THE PROBLEM:
Please reproduce the following material line for line, with no changes.

Boundary annotation material:

--

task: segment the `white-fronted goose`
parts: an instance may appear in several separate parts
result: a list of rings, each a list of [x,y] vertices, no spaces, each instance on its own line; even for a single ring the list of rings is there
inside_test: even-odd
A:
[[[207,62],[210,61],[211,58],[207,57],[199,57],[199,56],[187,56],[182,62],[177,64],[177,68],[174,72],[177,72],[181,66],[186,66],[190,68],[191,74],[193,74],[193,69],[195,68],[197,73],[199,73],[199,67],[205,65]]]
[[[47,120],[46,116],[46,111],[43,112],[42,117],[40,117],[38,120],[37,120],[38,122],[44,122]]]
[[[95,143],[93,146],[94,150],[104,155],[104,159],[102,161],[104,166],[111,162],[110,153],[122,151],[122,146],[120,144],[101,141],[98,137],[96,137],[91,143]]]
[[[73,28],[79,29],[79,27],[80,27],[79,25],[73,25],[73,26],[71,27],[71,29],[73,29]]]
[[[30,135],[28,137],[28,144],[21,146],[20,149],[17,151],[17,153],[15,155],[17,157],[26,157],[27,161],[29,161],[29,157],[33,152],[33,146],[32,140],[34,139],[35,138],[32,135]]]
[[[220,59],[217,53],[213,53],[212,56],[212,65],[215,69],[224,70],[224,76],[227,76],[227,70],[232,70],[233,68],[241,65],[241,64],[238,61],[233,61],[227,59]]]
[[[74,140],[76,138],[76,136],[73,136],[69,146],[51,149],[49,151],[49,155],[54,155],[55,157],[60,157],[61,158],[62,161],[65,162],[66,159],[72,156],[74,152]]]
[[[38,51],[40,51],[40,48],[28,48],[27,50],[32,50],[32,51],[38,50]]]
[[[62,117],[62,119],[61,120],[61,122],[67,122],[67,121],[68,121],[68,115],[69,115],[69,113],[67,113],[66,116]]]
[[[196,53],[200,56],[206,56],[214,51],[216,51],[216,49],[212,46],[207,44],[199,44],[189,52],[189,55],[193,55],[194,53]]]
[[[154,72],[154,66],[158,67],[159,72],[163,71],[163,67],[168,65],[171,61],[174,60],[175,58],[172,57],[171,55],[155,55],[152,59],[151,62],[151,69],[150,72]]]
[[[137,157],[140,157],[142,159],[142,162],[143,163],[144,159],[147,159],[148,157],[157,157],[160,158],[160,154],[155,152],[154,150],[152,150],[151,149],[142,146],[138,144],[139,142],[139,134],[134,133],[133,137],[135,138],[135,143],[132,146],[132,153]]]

--

TASK RESULT:
task: segment the `white-fronted goose`
parts: an instance may appear in several separate parts
result: a list of rings, each a list of [x,y] vertices, no spaces, each instance on its own line; even for a single ring the list of rings is there
inside_test: even-odd
A:
[[[207,62],[210,61],[211,58],[207,57],[199,57],[199,56],[187,56],[182,62],[177,64],[177,68],[174,72],[177,72],[181,66],[186,66],[190,68],[191,74],[193,74],[193,69],[195,68],[197,73],[199,73],[199,67],[205,65]]]
[[[47,120],[46,116],[46,111],[43,112],[42,117],[40,117],[38,120],[37,120],[38,122],[44,122]]]
[[[95,143],[93,146],[94,150],[104,155],[104,159],[102,161],[104,166],[111,162],[110,153],[122,151],[122,146],[120,144],[101,141],[98,137],[96,137],[91,143]]]
[[[73,28],[79,29],[79,27],[80,27],[79,25],[73,25],[73,26],[71,27],[71,29],[73,29]]]
[[[30,135],[28,137],[28,144],[21,146],[20,149],[17,151],[17,153],[15,155],[17,157],[26,157],[27,161],[29,161],[29,157],[33,152],[33,146],[32,140],[34,139],[35,138],[32,135]]]
[[[220,59],[217,53],[213,53],[212,56],[212,65],[215,69],[224,70],[224,76],[227,76],[227,70],[232,70],[233,68],[241,65],[241,64],[238,61],[233,61],[227,59]]]
[[[74,140],[76,138],[76,136],[73,136],[69,146],[51,149],[49,151],[49,155],[54,155],[55,157],[60,157],[61,158],[62,161],[65,162],[66,159],[72,156],[74,152]]]
[[[38,51],[40,51],[40,48],[28,48],[27,50],[32,50],[32,51],[38,50]]]
[[[62,117],[62,119],[61,120],[61,122],[67,122],[67,121],[68,121],[68,115],[69,115],[69,113],[67,113],[66,116]]]
[[[196,53],[200,56],[206,56],[214,51],[216,51],[216,49],[212,46],[207,44],[199,44],[189,52],[189,55],[193,55],[194,53]]]
[[[154,72],[154,66],[158,67],[159,72],[163,71],[163,67],[168,65],[171,61],[174,60],[175,58],[172,57],[171,55],[155,55],[152,59],[151,62],[151,69],[150,72]]]
[[[137,157],[140,157],[142,159],[142,162],[143,163],[144,159],[147,159],[148,157],[157,157],[160,158],[160,154],[155,152],[154,150],[152,150],[151,149],[142,146],[138,144],[139,142],[139,134],[134,133],[133,137],[135,138],[135,143],[132,146],[132,153]]]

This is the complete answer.